Certainly, ByteDance employs a vast engineering workforce to develop the algorithm.
When Valdovinos Kaye visited the Beijing offices, he was confronted with a multi-story office packed with programmers. (TikTok was approached to participate in this story but declined an interview request. They did, however, publish a blog post in June providing a high-level explanation of the workings of its algorithm.)
It’s more than just the algorithm
TikTok users are making memes about Microsoft potentially “saving” TikTok.
Keynejad added that we may be bestowing the algorithm with more influence than it has.
“The algorithm isn’t the thing that runs everything but I think it’s a perfect storm,” he said. “It’s product meets the right time in the market, meets these unengaged teens with this great recommendation engine, and all these themes running through the app.”
That’s something Eugene Wei, a former product chief at companies including Flipboard and Amazon, agrees with. Wei previously delved into the magic behind TikTok’s algorithms in a popular blog post.
“It has really easy-to-use video filters and editing tools combined with an algorithm that puts it in front of a lot of people quickly and gets feedback,” he said. “That whole flywheel is connected at every point.”
He added: “A lot of people are treating the algorithm by itself as some sort of black magic.
“I don’t think it’s actually that. Most people who build recommendation engines using machine learning say it’s pretty likely the techniques they use are pretty standard.”
Nikita Aggarwal of the Oxford Internet Institute added that the algorithm learns from the huge amounts of data that TikTok is able to draw on.
“It collects potentially more user data from other apps, and so is able to better profile the user and therefore recommend what videos they are more likely to enjoy,” she said. She also agrees that the app’s design — and its focus on full-screen immersive video — helps improve its popularity.
“Every click reveals a user’s preference, to the extent that this gives TikTok more useful information about a user’s preference and understanding that is what makes an app big,” she says.
The app can also test a user’s interests at a scale unimaginable for other platforms such as YouTube.
The short format of TikTok videos — none longer than a minute — means users can rifle through them at a far faster rate than on YouTube, where the average video can be more than 12 minutes long.
“It’s harder to do for YouTube because they don’t necessarily have an app that is putting a lot of random videos in front of a lot of people,” Wei said. “People kind of self-select what they watch on YouTube, which is fine …”
TikTok’s For You page serves its users hundreds of videos an hour, meaning it can occasionally try videos that it’s not certain users will like with little effect.
“The feedback only takes a few seconds for me to register how I feel about a video, and because it’s full screen, the app can assume that whatever I do reflects my opinion on that video,” said Wei.
That real-life data used to hone TikTok’s machine learning algorithm is in turn more powerful than the training datasets other services use.
A buyer will struggle to replicate the algorithm’s power
Even if it’s a relatively standard algorithm, TikTok’s has been well-trained on its near-600 million monthly active users — which could prove problematic if the algorithm isn’t transferred over through a sale.
“I think you can still replicate a lot of the magic of the algorithm if they were going to give you all the user data and all the video data, but you’d have to be willing to support that entire process,” said Wei.
“One of the things that comes up in this context is how you associate the values of the algorithmic system or the algorithm and the data it’s trained on,” added Aggarwal.
“If it was sold to Microsoft, Microsoft presumably could benefit from the same data, but there are the insights that ByteDance has already acquired from users it’s already had or exposed the machine learning algorithm to, and that is valuable.
“The historical training has legacy value which clearly China recognizes.”

• • • • •

About this task:
From the article on TikTok's algorithm, pull out the passage word for word, beginning at the words "Nikita Aggarwal of" and stopping after "such as YouTube.".

(Collected data entries)
• • • • •

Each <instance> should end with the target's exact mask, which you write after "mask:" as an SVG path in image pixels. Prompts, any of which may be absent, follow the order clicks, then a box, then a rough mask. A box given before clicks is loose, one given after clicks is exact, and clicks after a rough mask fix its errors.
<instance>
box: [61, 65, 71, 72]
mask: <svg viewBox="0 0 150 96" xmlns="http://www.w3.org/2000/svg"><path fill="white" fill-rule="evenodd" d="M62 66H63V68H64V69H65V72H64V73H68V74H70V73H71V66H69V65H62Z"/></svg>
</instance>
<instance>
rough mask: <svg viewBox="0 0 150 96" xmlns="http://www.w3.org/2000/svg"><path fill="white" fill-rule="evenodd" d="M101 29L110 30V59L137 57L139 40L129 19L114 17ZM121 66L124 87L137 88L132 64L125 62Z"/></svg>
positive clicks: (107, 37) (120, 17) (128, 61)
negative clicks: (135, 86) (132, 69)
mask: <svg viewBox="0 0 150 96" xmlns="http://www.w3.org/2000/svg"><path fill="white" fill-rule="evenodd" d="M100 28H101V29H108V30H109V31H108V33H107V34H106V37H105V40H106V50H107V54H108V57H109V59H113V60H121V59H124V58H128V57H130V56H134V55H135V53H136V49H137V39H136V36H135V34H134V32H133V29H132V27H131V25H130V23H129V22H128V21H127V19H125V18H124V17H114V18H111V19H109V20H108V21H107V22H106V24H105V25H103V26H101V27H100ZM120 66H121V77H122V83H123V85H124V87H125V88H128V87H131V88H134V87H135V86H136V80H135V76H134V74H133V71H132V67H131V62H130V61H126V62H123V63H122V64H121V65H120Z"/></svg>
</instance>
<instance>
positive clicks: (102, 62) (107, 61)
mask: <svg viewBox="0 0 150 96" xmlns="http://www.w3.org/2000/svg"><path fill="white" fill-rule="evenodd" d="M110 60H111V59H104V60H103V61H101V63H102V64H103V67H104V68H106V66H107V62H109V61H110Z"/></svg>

• • • • •

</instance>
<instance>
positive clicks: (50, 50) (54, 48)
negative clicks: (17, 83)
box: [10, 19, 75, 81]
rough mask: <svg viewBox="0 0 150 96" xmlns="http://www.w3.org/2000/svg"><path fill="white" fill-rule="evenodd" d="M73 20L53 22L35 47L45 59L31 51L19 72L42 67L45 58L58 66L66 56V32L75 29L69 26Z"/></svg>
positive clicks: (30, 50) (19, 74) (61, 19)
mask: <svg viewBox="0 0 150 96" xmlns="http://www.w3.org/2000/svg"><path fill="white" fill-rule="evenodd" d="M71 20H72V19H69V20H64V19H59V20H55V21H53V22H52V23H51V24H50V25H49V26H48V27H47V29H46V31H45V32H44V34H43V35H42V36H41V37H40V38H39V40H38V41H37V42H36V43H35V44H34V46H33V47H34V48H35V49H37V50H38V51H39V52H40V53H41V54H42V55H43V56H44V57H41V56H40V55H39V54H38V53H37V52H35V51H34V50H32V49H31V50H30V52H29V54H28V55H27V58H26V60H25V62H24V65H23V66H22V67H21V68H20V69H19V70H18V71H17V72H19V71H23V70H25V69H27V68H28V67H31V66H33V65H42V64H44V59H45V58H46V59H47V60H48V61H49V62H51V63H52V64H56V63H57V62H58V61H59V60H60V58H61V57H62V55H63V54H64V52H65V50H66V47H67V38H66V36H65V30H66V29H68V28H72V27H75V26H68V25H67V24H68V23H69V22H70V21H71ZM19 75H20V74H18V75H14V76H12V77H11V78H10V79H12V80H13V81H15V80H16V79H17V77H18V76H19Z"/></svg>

• • • • •

Solution to the problem:
Nikita Aggarwal of the Oxford Internet Institute added that the algorithm learns from the huge amounts of data that TikTok is able to draw on.
“It collects potentially more user data from other apps, and so is able to better profile the user and therefore recommend what videos they are more likely to enjoy,” she said. She also agrees that the app’s design — and its focus on full-screen immersive video — helps improve its popularity.
“Every click reveals a user’s preference, to the extent that this gives TikTok more useful information about a user’s preference and understanding that is what makes an app big,” she says.
The app can also test a user’s interests at a scale unimaginable for other platforms such as YouTube.